Short exercise 1 >> Extract the stretch of the MERLOT conference announcement from "If you are interested" through "during the breakfast.", copying it word for word.
Short exercise 2 >> How many lines of the records contain the string "Kindly"? Reply with the number alone.

Online Resources: Sharing the Future
Costa Mesa, California
August 3 - 6, 2004

Online Proceedings

General Information

MERLOT ( is a free and open resource designed for faculty and students in higher education. MERLOT helps faculty enhance instruction with a continually growing collection of online, reviewed learning materials and assignments. MERLOT is also a community of educators who strive to enrich teaching and learning. The fourth annual MERLOT International Conference will be held at the Costa Mesa Hilton, Costa Mesa, California, August 3 - 6, 2004. MERLOT is endorsed by NLII/EDUCAUSE and the NSF NSDL digital library project. For more information about MERLOT, see

NEW this Year - The Learning Objects Fair

As we look to sharing the future of learning objects (learning resources), we have initiated a new way to help our conference participants who are making use of learning objects to share their learning objects and to get feedback on them from users. This year we are implementing the Learning Objects Fair. The Fair will be held from 5:30 - 6:30 on Wednesday, August 4, 2004. We invite authors and developers of learning objects to attend the fair to introduce conference attendees to their learning objects. The following morning before that start of the day's sessions, we will hold a breakfast for authors/developers and attendees to meet again for a more in-depth look and review of the learning objects. This is an excellent opportunity to gather feedback on learning objects that are 'in-process' as well as those that are complete and ready for release. . It also an opportunity to work with others in how to reuse or use a learning object.

If you are interested in presenting your materials at the fair, simply submit a short, 50 word abstract The deadline for submitting an abstract is May 15, 2004. By submitting an abstract and registering early, we guarantee you a space to demonstrate your materials at the fair and during the breakfast.

[Coordinate annotation entries]
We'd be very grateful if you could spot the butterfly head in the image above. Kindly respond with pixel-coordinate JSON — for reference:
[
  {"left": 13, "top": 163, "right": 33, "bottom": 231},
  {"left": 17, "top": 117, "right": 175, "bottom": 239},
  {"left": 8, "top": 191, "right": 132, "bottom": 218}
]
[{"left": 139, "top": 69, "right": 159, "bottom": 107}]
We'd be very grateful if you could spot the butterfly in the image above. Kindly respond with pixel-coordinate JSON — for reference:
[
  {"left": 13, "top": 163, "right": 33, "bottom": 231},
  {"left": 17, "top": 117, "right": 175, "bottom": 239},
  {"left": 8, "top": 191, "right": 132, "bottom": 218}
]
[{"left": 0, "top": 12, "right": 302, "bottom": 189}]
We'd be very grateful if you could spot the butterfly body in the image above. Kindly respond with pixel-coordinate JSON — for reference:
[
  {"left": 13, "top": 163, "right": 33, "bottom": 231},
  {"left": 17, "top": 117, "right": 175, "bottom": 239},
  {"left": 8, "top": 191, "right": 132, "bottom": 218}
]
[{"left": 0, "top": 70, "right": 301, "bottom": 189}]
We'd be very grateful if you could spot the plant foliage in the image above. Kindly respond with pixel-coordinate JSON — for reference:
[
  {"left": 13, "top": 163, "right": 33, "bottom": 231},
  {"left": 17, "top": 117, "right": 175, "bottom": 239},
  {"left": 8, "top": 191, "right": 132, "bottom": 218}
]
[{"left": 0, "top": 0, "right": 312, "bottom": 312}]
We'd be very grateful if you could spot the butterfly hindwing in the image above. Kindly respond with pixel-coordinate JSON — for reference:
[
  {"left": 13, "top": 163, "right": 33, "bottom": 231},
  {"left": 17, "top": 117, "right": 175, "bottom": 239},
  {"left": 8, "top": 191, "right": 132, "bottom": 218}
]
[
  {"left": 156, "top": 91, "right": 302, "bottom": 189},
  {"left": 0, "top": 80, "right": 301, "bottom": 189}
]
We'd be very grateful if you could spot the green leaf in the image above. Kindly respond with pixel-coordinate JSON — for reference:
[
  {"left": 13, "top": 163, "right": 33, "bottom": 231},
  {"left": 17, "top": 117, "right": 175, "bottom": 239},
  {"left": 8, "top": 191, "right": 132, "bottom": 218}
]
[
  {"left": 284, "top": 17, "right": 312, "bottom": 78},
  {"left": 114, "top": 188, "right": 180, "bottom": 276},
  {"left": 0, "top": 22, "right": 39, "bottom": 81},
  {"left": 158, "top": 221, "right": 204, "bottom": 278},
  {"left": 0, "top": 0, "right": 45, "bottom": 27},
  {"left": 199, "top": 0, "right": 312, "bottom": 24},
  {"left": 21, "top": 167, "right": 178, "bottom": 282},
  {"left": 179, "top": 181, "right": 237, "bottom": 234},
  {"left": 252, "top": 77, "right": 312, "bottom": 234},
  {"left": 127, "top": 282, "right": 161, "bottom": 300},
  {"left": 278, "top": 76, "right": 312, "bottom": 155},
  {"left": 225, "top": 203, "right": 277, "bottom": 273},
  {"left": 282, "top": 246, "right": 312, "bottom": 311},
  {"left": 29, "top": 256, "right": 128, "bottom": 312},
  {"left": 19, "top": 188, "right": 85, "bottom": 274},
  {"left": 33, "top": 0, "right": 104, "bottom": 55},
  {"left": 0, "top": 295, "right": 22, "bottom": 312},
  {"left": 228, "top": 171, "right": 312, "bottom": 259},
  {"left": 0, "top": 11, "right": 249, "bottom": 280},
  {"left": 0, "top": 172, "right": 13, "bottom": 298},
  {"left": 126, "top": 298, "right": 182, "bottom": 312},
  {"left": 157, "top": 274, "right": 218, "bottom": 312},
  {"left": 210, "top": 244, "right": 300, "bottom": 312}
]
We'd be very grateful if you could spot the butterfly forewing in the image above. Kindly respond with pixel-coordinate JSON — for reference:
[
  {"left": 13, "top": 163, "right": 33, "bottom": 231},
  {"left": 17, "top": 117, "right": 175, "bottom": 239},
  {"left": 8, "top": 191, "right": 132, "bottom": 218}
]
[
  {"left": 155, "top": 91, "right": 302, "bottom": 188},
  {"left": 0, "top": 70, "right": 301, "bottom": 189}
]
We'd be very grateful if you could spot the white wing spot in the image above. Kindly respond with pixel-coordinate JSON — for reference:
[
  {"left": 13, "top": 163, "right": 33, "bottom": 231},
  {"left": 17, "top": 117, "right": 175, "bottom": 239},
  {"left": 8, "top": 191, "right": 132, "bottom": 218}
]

Expected output 1 >>
If you are interested in presenting your materials at the fair, simply submit a short, 50 word abstract The deadline for submitting an abstract is May 15, 2004. By submitting an abstract and registering early, we guarantee you a space to demonstrate your materials at the fair and during the breakfast.

Expected output 2 >> 8